Reproduce the entries shown below only from the line with "Target — plate rim" down to the line with "Target — weathered stone surface", keeping both end lines and copying each one exactly.
[Opening RECORDS TO USE section]
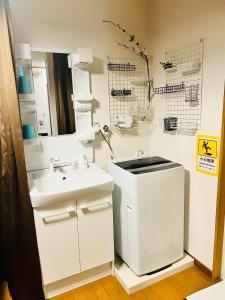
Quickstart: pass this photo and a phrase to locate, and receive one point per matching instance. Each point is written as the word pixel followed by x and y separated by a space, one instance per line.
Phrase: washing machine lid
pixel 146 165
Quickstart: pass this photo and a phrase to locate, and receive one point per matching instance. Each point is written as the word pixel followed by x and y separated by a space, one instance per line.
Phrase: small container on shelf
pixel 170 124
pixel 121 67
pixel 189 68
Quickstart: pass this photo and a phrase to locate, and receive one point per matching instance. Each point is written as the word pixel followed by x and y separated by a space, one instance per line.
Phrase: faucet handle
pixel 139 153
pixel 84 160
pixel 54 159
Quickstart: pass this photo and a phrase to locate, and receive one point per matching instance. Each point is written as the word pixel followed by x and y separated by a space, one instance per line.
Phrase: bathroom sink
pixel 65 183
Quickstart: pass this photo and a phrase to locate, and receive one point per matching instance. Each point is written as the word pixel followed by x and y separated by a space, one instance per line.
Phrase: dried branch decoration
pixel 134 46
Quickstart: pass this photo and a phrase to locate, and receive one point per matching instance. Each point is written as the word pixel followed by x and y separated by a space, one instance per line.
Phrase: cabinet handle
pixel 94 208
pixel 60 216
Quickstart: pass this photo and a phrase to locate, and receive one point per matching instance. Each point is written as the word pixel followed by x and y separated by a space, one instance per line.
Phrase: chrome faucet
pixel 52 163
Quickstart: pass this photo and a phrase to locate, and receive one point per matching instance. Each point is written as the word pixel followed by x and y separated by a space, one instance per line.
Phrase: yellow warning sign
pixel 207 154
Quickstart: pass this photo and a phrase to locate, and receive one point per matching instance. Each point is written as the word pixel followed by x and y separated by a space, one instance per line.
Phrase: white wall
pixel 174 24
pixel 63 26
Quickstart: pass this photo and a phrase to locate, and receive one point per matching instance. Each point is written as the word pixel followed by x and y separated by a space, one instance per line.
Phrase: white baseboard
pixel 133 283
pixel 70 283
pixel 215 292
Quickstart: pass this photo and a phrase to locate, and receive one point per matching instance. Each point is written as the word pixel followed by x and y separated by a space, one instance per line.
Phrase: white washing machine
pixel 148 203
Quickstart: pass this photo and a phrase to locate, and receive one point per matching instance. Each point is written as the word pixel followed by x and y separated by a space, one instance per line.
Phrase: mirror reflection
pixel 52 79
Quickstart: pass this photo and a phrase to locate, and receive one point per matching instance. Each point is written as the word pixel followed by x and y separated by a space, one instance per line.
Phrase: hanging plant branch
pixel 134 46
[Closing RECORDS TO USE section]
[Opening RECORDS TO USE section]
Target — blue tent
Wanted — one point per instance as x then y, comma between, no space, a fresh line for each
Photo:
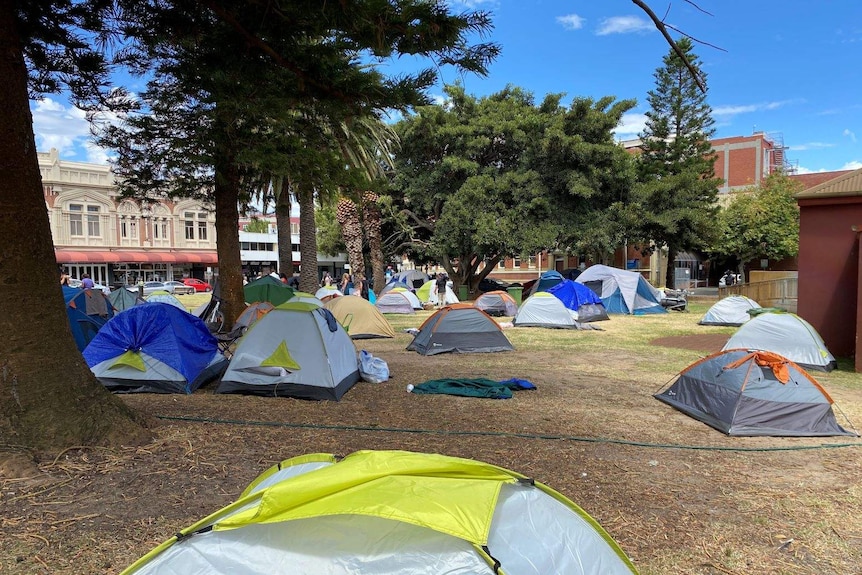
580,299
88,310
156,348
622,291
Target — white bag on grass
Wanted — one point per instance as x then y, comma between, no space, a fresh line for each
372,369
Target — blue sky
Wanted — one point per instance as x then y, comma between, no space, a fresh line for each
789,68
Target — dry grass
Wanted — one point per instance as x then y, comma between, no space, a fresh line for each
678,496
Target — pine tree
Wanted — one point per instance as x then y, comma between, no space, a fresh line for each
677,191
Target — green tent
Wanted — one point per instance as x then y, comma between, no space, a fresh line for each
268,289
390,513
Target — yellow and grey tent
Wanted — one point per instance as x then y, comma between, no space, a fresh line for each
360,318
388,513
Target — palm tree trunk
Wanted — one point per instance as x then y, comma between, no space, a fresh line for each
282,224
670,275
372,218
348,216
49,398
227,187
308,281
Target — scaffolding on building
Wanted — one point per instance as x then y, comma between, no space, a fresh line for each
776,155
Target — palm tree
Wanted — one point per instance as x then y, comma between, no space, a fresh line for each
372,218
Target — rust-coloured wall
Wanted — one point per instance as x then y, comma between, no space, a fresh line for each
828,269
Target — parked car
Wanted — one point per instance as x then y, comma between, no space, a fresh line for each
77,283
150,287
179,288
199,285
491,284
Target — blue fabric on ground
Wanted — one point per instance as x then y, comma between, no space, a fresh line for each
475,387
[Closing RECORDS TO USE section]
[Opening RECORDS TO USE section]
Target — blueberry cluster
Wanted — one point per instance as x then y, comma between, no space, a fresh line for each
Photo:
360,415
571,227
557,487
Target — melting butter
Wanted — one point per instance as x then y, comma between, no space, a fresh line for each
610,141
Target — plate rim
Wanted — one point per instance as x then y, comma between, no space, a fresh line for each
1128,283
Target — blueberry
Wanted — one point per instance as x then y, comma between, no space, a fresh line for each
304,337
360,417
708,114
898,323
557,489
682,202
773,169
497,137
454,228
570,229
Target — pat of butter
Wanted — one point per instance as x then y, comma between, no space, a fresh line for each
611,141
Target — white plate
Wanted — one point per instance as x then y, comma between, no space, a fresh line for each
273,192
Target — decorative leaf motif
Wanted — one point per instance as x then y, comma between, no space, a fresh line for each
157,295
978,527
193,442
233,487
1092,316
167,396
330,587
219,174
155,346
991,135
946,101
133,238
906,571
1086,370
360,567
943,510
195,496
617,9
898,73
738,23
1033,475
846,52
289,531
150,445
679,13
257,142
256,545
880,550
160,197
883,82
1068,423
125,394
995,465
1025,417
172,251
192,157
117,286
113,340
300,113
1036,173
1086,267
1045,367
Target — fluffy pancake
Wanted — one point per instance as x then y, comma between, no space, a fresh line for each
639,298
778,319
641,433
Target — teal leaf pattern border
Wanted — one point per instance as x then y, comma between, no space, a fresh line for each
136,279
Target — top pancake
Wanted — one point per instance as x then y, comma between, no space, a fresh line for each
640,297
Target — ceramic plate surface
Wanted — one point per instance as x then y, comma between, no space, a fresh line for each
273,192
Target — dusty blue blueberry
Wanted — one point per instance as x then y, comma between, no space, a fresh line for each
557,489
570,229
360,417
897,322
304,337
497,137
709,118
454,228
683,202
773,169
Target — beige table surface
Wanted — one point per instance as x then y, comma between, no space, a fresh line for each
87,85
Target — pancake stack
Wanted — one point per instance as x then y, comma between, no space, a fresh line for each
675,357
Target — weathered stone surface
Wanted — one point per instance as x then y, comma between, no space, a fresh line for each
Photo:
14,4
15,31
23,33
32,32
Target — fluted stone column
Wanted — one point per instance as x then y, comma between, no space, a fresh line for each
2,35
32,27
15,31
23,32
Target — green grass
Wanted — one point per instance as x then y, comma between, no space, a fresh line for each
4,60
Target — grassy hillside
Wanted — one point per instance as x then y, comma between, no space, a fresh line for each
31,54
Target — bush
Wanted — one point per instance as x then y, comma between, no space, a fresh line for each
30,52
[Closing RECORDS TO USE section]
> [COMPLETED TASK]:
Target — plate rim
Wanted — one point per instance as x then y, comma between, no space, a fresh line for each
1128,283
Target — blueberry
Wanted — one point per instance as x then y, comma between, no space, a fresh line for each
304,337
360,417
708,114
898,323
557,489
682,202
773,169
497,137
454,228
570,229
Target — pat of butter
Wanted — one point per instance as x then y, comma between, no space, a fresh line for each
611,141
Target — white plate
Wanted — one point per instance as x then y, comma between, no space, a fresh line for each
273,192
Target — decorative leaf motif
Wanted — one point per instance as x then y, comma between, no space, a fresh line for each
157,295
978,527
193,442
233,487
1092,316
167,396
330,587
219,174
155,346
991,135
946,101
133,238
906,571
1086,370
360,567
943,510
195,496
617,9
898,73
738,23
1033,475
846,52
289,531
150,445
679,13
257,142
256,545
880,550
160,197
883,82
1068,423
125,394
995,465
1025,417
172,251
192,157
117,286
113,340
300,113
1036,173
1086,267
1045,367
Target — fluffy pancake
Wanted — one point per instance as x then y, comma between, no space, a fresh line for each
639,298
778,319
641,433
Target — teal leaf pattern border
Wanted — one point per instance as x then y, comma between, no space, a fresh line for each
136,279
Target — top pancake
Wanted — one point per instance as x then y, comma between, no space, a fresh line for each
640,297
Target — ceramic plate surface
Wanted — one point per instance as x then y, comma between, no space, a fresh line for each
273,192
Target — dusty blue blueberry
Wanted — one point per instance as x then y, comma between, no space, a fresh line for each
557,489
570,229
360,417
897,322
304,337
497,137
709,118
454,228
683,202
773,169
Target — beige table surface
Wanted — one point per instance as x then y, comma between, no space, a fresh line for each
87,85
Target — pancake stack
Wanted — one point per instance as x then y, comma between, no space, a fresh line for each
675,357
Target — weathered stone surface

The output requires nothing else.